Problem description: Every line of the data should be output word for word.

Excerpted records section start

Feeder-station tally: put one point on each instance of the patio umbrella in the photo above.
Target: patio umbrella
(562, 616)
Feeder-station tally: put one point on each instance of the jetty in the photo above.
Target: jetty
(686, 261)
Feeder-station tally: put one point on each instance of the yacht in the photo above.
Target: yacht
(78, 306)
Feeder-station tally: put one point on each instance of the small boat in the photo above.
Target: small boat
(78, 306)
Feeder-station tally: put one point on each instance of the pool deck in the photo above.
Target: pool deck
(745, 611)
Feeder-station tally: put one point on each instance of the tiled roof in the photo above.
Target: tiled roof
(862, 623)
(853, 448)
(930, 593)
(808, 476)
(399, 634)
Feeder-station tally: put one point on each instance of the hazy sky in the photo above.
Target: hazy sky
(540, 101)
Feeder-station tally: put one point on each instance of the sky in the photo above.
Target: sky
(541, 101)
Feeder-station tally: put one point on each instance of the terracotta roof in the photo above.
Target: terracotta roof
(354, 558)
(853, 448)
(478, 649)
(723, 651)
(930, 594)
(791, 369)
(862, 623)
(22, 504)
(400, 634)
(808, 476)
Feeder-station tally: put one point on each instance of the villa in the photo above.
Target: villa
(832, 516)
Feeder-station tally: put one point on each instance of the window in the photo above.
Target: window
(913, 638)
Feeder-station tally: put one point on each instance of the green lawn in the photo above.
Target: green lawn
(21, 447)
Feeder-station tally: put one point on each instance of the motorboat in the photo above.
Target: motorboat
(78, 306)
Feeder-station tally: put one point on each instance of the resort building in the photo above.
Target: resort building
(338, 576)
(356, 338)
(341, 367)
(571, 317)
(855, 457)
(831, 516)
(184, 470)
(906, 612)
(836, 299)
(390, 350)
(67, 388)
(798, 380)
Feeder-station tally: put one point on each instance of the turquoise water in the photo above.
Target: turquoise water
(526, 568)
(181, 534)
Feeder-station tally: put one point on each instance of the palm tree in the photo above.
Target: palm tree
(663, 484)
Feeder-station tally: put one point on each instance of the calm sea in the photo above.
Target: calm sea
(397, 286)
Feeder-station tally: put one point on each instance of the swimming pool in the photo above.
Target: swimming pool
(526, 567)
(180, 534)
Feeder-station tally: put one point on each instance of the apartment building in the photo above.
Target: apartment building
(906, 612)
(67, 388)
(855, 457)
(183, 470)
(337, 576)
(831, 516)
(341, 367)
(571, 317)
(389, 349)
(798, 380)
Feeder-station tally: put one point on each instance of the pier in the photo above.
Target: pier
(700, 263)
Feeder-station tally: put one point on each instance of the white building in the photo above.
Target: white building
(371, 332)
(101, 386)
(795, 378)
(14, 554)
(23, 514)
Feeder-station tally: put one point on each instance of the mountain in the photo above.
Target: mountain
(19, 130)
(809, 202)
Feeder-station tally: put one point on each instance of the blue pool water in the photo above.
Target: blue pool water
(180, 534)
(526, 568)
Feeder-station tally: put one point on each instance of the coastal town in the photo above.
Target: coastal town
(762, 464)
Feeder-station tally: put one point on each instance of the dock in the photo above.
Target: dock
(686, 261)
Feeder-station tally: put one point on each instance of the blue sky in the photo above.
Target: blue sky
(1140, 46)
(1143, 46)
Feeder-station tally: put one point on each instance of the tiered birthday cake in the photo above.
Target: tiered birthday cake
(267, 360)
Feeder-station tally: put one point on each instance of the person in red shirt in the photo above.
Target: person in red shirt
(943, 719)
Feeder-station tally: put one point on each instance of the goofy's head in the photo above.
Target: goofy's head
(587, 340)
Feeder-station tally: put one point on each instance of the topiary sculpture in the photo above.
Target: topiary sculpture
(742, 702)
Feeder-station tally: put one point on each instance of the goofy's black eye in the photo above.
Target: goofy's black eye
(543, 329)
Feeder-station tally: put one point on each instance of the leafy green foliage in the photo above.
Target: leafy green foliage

Excerpted records section end

Output for this exercise:
Feeder-station tally: put one point on each instance of the patio umbrella in the photo above.
Target: patio umbrella
(562, 616)
Feeder-station tally: put one point on each instance of the jetty in the photo above.
Target: jetty
(686, 261)
Feeder-station tally: put one point on each instance of the yacht in the photo above.
Target: yacht
(78, 306)
Feeder-station tally: put one point on each instance of the small boat in the photo above.
Target: small boat
(78, 306)
Feeder-station tally: put one point on each instance of the pool deck in the photo above.
Target: pool deck
(745, 611)
Feeder-station tally: put one point on each instance of the tiled roof in the photo above.
Target: tiled roof
(862, 623)
(853, 448)
(930, 593)
(808, 476)
(399, 634)
Feeder-station tally: put one point on each instance of the hazy sky in the photo above.
Target: hazy sky
(540, 101)
Feeder-station tally: put one point on each instance of the sky in the photo above.
Target: sky
(541, 101)
Feeder-station tally: put one point on each instance of the terracotta roof in the photo above.
Target: terracotta roof
(354, 558)
(853, 448)
(478, 649)
(723, 651)
(930, 594)
(791, 369)
(862, 623)
(22, 504)
(400, 634)
(808, 476)
Feeder-station tally: put one point on each instance of the villa in the photo above.
Target: villa
(832, 516)
Feeder-station tally: put one point on each instance of the window in the photo above.
Target: window
(913, 638)
Feeder-station tally: put one point on each instance of the green lawn in the photo above.
Target: green lawn
(21, 447)
Feeder-station tally: put one point on each instance of the motorboat in the photo above.
Target: motorboat
(78, 306)
Feeder-station tally: put one point on each instance of the resort building in the photo above.
Target: resort building
(338, 576)
(356, 338)
(341, 367)
(571, 317)
(855, 457)
(831, 516)
(184, 470)
(906, 612)
(836, 299)
(390, 350)
(67, 388)
(798, 380)
Feeder-station tally: put one point on each instance of the turquoise water in the photo above.
Target: turquoise water
(526, 568)
(181, 534)
Feeder-station tally: put one point on each instance of the palm tree in the photo above.
Target: palm tree
(663, 484)
Feeder-station tally: put one point on each instance of the calm sea in the photo above.
Target: calm sea
(397, 286)
Feeder-station tally: put one point on each instance of the swimming pool in the photo above.
Target: swimming pool
(526, 567)
(180, 534)
Feeder-station tally: put one point on each instance of the apartment building in the photo above.
Target: apartment building
(906, 612)
(67, 388)
(855, 457)
(183, 470)
(337, 576)
(831, 516)
(341, 367)
(571, 317)
(389, 349)
(798, 380)
Feeder-station tally: put one point on each instance of the pier in the photo above.
Target: pier
(700, 263)
Feeder-station tally: put one point on each instance of the white building in the photo above.
Target: white building
(371, 332)
(101, 386)
(795, 378)
(14, 554)
(23, 514)
Feeder-station tally: put one point on each instance of the mountain in the photo above.
Target: mountain
(19, 130)
(809, 202)
Feeder-station tally: put one point on each instance of the blue pool water in the photo above.
Target: blue pool water
(180, 534)
(526, 568)
Feeder-station tally: put one point on each instance of the coastal town in the photo above.
Target: coastal town
(762, 464)
Feeder-station tally: put one point on each instance of the dock in the photo above.
Target: dock
(686, 261)
Feeder-station tally: put one point on each instance of the blue sky in the photo above.
Target: blue sky
(1140, 46)
(1143, 46)
Feeder-station tally: put one point on each instance of the tiered birthday cake in the photo above.
Target: tiered birthday cake
(267, 360)
Feeder-station tally: put one point on each instance of the person in red shirt in the photo above.
Target: person in red shirt
(943, 719)
Feeder-station tally: put one point on each instance of the goofy's head in the photo above.
Target: goofy's head
(587, 340)
Feeder-station tally: put one point on each instance of the topiary sculpture in the photo above.
Target: topiary sculpture
(742, 702)
Feeder-station tally: put one point on each instance of the goofy's black eye in the photo above.
Target: goofy's black eye
(543, 329)
Feeder-station tally: put one point on each instance of the leafy green foliage in the photo above.
Target: leafy green foliage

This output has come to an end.